## Document text
"""

- Flag of Uzbekistan
- IOC code: UZB

in Wuhan, China 18 October 2019 – 27 October 2019
- Medals Ranked 9th: Gold 8 Silver 7 Bronze 5 Total 20

Military World Games appearances
- 1995; 1999; 2003; 2007; 2011; 2015; 2019; 2023;

= Uzbekistan at the 2019 Military World Games =

Uzbekistan competed at the 2019 Military World Games held in Wuhan, China from 18 to 27 October 2019. In total, athletes representing Uzbekistan won eight gold medals, seven silver medals and five bronze medals. The country finished in 9th place in the medal table.

"""

## Prompt 1
Return the passage of the page on Uzbekistan at the 2019 Military World Games between "- Flag of Uzbekistan" and "the medal table.", inclusive.

[Part of a data file]
"""

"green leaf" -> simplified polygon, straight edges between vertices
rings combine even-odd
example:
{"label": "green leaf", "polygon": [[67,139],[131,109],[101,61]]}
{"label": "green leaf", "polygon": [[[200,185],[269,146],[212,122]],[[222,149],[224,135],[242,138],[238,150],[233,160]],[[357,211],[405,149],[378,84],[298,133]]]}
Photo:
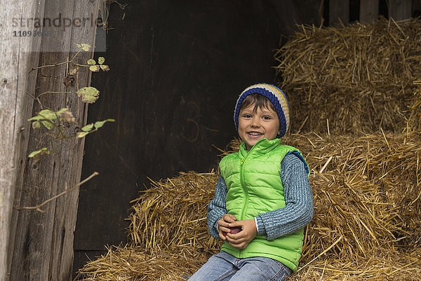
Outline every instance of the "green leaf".
{"label": "green leaf", "polygon": [[100,91],[93,87],[83,87],[76,92],[78,96],[82,97],[82,102],[87,104],[92,104],[96,102],[100,97]]}
{"label": "green leaf", "polygon": [[81,46],[81,47],[79,47],[79,48],[81,48],[82,50],[83,50],[86,52],[88,52],[89,50],[89,49],[91,48],[91,45],[89,45],[89,44],[81,43],[80,46]]}
{"label": "green leaf", "polygon": [[98,72],[100,71],[100,66],[99,65],[92,65],[92,66],[89,67],[89,70],[91,70],[93,72]]}
{"label": "green leaf", "polygon": [[39,129],[41,128],[41,124],[38,121],[35,121],[32,123],[32,128],[34,129]]}
{"label": "green leaf", "polygon": [[50,154],[50,151],[47,151],[47,148],[46,147],[43,147],[42,149],[41,149],[39,150],[37,150],[36,151],[32,151],[32,152],[31,152],[31,153],[28,156],[28,157],[31,158],[32,158],[32,157],[34,157],[36,155],[39,154],[39,153]]}
{"label": "green leaf", "polygon": [[76,137],[83,137],[88,134],[89,134],[89,132],[78,132],[76,134]]}
{"label": "green leaf", "polygon": [[101,69],[104,71],[108,71],[109,70],[109,67],[108,67],[108,65],[107,64],[101,64],[100,65],[100,67],[101,67]]}
{"label": "green leaf", "polygon": [[89,132],[89,131],[92,130],[93,128],[93,123],[91,123],[91,124],[86,125],[86,126],[82,128],[82,130],[83,132]]}
{"label": "green leaf", "polygon": [[39,115],[36,115],[31,118],[28,119],[28,121],[35,121],[35,120],[44,120],[45,119],[45,118],[44,118],[43,116],[40,116]]}
{"label": "green leaf", "polygon": [[56,111],[55,113],[57,114],[57,115],[60,115],[61,114],[65,113],[68,110],[69,110],[68,108],[63,107],[62,109],[60,109],[58,111]]}
{"label": "green leaf", "polygon": [[98,64],[102,64],[105,61],[105,59],[104,58],[104,57],[98,57]]}
{"label": "green leaf", "polygon": [[50,109],[44,109],[39,111],[38,114],[40,116],[44,117],[45,119],[54,120],[57,119],[57,115],[55,112],[51,111]]}
{"label": "green leaf", "polygon": [[104,120],[102,121],[96,121],[95,123],[95,128],[97,129],[99,129],[100,128],[102,128],[104,124],[105,124],[106,122],[115,122],[116,121],[114,119],[107,119],[107,120]]}
{"label": "green leaf", "polygon": [[88,60],[88,64],[94,65],[96,64],[96,62],[95,61],[95,60],[89,59]]}
{"label": "green leaf", "polygon": [[42,123],[42,125],[44,125],[44,127],[48,130],[53,130],[54,128],[54,125],[51,124],[48,121],[41,121],[41,123]]}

"""

## Prompt 2
List each line of the records that contains the string "straight", matching case.

## Written reply 1
- Flag of Uzbekistan
- IOC code: UZB

in Wuhan, China 18 October 2019 – 27 October 2019
- Medals Ranked 9th: Gold 8 Silver 7 Bronze 5 Total 20

Military World Games appearances
- 1995; 1999; 2003; 2007; 2011; 2015; 2019; 2023;

= Uzbekistan at the 2019 Military World Games =

Uzbekistan competed at the 2019 Military World Games held in Wuhan, China from 18 to 27 October 2019. In total, athletes representing Uzbekistan won eight gold medals, seven silver medals and five bronze medals. The country finished in 9th place in the medal table.

## Written reply 2
"green leaf" -> simplified polygon, straight edges between vertices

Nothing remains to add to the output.